Document extract:
┌──

In Photos: How Ancient Sharks and 'Sea Monsters' Inspired Mayan Myths
Shark teeth
Sharks, both real and imagined, had an important place in the mythology of the ancient Maya, according to Sarah Newman, an archaeologist at James Madison University and author of a new archaeological study into shark remains and shark-based art found at Mayan sites in Central America.
Shark teeth and other marine items such as seashell, stingray spines and coral are often found in buried offerings at Maya sacred sites, where they were used to represent the oceans in a ceremonial model of the Mayan concept of the universe.
The cache of sacred artifacts shown here was buried at a Maya pyramid at El Zotz in Guatemala between 725 A.D. and 800 A.D. It includes 47 teeth from the upper jaw of what was probably a single requiem shark. [Read full story about how giant sharks may have influenced Mayan monster myths]
Trade and ceremony
Newman's research notes that shark remains are often found at ancient Maya sites at relatively long distances from the coasts, where the sharks were hunted.

└──

Provided material:
┌──

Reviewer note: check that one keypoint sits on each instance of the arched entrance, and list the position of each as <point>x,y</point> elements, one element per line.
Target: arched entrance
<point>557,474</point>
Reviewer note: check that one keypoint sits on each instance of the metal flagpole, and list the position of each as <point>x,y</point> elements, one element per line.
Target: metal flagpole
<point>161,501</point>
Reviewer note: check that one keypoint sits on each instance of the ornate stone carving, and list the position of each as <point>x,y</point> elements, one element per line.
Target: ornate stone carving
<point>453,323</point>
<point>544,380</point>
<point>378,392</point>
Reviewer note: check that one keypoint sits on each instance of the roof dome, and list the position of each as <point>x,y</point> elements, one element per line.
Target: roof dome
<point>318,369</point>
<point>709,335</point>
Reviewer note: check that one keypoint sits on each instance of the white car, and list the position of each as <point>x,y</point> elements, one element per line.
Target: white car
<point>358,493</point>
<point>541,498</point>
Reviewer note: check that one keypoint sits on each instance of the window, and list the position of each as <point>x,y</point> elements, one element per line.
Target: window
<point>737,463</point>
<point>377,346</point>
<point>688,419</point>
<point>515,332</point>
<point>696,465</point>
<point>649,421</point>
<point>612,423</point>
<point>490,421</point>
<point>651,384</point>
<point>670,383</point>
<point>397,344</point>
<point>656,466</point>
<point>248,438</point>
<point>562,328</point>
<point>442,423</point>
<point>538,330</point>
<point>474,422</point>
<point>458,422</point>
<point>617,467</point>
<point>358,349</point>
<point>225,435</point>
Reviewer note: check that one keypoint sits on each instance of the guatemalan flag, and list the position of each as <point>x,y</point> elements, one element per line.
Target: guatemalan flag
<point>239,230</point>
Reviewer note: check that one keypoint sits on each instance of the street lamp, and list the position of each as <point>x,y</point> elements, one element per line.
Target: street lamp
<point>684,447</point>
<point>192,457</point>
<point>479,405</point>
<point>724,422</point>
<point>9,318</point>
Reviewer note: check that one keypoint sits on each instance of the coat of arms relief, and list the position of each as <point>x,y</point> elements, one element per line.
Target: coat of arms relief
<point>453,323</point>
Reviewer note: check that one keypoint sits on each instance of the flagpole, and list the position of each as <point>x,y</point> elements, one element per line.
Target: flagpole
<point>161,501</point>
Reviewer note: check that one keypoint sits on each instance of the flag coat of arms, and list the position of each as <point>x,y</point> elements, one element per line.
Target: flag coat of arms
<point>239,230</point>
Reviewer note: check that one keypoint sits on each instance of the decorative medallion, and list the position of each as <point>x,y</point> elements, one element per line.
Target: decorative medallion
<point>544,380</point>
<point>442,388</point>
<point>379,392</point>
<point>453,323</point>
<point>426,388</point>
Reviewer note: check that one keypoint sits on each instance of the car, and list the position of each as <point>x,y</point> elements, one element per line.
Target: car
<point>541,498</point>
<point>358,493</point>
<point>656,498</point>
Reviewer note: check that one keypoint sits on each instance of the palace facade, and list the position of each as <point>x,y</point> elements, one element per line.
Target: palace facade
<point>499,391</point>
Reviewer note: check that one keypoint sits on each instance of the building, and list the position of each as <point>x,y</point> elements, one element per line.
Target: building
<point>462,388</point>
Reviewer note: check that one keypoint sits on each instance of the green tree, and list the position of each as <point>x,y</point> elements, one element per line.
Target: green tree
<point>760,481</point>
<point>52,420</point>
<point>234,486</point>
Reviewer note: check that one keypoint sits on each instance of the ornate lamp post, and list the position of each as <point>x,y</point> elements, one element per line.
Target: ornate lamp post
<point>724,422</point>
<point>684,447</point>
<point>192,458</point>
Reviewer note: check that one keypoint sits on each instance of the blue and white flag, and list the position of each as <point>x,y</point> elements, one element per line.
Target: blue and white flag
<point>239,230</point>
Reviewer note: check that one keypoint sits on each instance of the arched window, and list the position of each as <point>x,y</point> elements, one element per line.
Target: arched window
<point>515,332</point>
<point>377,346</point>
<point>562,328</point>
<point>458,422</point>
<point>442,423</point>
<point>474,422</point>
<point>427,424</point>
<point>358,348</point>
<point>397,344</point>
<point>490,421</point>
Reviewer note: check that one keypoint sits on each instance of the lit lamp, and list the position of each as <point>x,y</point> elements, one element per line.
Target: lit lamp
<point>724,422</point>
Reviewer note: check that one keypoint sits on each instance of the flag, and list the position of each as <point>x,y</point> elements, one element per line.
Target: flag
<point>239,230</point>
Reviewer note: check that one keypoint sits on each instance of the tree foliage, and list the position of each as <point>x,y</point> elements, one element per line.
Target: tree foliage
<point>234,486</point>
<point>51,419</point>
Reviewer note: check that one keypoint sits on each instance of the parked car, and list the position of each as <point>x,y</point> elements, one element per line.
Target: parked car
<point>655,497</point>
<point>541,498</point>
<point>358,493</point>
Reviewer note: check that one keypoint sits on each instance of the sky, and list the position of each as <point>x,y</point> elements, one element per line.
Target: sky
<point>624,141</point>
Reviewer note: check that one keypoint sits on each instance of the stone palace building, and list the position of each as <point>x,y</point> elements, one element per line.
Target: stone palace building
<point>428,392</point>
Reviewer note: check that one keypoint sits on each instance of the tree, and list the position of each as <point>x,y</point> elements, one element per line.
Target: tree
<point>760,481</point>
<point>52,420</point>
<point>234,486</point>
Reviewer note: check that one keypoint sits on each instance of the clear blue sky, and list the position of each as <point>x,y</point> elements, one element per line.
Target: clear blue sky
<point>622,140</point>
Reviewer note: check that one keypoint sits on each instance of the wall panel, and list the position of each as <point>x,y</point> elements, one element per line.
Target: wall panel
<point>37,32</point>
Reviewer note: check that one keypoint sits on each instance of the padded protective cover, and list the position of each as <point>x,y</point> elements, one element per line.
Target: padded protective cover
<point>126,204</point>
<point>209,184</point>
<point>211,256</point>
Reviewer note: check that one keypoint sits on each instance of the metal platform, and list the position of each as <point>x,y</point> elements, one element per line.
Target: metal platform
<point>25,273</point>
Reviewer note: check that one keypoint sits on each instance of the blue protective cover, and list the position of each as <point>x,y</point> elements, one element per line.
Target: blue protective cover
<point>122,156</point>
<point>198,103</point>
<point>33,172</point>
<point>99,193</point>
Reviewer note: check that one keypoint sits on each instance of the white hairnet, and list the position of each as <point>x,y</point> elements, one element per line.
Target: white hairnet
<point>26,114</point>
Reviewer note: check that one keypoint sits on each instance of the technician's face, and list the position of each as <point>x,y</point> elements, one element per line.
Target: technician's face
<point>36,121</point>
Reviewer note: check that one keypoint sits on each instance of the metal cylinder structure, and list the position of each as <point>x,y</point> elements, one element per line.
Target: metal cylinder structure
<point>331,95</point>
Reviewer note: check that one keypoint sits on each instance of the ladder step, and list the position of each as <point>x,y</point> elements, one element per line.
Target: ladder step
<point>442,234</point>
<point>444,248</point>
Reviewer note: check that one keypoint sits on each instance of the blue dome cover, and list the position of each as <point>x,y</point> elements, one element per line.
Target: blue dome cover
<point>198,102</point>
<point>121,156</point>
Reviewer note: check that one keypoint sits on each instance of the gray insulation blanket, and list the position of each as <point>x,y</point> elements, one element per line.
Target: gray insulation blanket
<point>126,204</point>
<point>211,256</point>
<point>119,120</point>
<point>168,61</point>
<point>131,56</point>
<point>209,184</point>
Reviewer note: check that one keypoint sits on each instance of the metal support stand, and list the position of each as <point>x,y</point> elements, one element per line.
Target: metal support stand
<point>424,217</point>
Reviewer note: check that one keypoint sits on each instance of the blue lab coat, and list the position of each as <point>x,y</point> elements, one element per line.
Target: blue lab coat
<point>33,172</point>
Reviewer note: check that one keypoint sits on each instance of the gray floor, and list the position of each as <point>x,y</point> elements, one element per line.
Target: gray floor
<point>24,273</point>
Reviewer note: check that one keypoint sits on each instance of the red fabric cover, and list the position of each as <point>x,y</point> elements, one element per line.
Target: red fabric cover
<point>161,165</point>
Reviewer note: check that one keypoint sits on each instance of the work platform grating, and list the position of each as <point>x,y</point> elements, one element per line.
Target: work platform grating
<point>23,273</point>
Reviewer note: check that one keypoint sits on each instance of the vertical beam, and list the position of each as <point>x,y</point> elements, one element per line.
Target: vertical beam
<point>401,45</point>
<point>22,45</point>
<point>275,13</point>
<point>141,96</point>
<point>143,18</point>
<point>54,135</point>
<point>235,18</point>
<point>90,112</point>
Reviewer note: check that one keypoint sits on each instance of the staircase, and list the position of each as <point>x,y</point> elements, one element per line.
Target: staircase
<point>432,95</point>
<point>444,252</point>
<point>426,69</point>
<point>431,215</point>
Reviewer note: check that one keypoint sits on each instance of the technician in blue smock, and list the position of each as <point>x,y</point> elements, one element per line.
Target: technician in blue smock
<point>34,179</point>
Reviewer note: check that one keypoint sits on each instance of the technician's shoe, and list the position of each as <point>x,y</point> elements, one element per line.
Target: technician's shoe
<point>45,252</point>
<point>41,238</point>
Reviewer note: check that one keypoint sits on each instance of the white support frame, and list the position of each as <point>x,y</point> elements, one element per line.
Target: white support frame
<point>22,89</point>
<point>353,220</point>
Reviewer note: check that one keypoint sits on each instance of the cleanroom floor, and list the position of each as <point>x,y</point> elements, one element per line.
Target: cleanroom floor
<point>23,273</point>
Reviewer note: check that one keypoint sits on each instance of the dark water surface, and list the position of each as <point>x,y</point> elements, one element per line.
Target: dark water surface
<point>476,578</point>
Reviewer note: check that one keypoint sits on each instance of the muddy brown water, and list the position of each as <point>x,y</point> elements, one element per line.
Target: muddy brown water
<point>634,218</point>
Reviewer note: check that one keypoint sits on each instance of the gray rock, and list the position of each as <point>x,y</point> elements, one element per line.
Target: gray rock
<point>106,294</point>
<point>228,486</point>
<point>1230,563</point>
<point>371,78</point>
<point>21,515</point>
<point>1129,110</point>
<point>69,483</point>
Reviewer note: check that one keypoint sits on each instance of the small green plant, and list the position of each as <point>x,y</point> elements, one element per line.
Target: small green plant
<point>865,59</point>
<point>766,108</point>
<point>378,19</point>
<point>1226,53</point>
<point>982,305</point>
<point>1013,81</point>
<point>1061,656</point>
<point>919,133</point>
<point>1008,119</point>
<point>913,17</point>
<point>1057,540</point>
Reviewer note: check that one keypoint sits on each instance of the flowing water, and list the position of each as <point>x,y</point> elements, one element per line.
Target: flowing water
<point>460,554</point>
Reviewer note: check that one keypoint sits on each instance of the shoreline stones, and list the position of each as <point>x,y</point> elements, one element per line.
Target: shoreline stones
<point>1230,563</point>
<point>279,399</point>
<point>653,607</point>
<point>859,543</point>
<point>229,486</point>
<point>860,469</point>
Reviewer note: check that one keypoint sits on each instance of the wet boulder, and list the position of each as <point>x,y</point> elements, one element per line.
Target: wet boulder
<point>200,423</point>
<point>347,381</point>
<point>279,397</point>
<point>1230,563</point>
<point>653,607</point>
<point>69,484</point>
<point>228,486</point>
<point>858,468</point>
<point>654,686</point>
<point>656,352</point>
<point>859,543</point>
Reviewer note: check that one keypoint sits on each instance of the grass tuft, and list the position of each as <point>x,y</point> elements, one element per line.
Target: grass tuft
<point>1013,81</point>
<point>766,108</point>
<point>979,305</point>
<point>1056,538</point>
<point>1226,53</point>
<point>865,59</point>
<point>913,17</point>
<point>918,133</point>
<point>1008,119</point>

└──

What to do:
1. Reproduce the passage of the Maya shark article starting with "Shark teeth and" and going on through "of the universe.".
2. According to the article on sharks in Maya mythology, which marine items are often found in buried offerings at Maya sacred sites?
3. Write the next part of the article on sharks in Maya mythology, picking up after its final sentence.
The material has no connection to the article on sharks in Maya mythology.

Exercise responses:
1.
Shark teeth and other marine items such as seashell, stingray spines and coral are often found in buried offerings at Maya sacred sites, where they were used to represent the oceans in a ceremonial model of the Mayan concept of the universe.

2. Shark teeth, seashell, stingray spines, and coral.

3.
It's likely that sharks teeth and other marine items made their way to the inland Maya cities, shown on this map, as trade items for ceremonial use.
Sacred caches
The fossilized giant teeth of extinct megalodon sharks have also been found in sacred caches buried at several ancient Maya sites.
This image shows a fossilized megalodon tooth, with the tooth of a great white shark (center) and a bull shark.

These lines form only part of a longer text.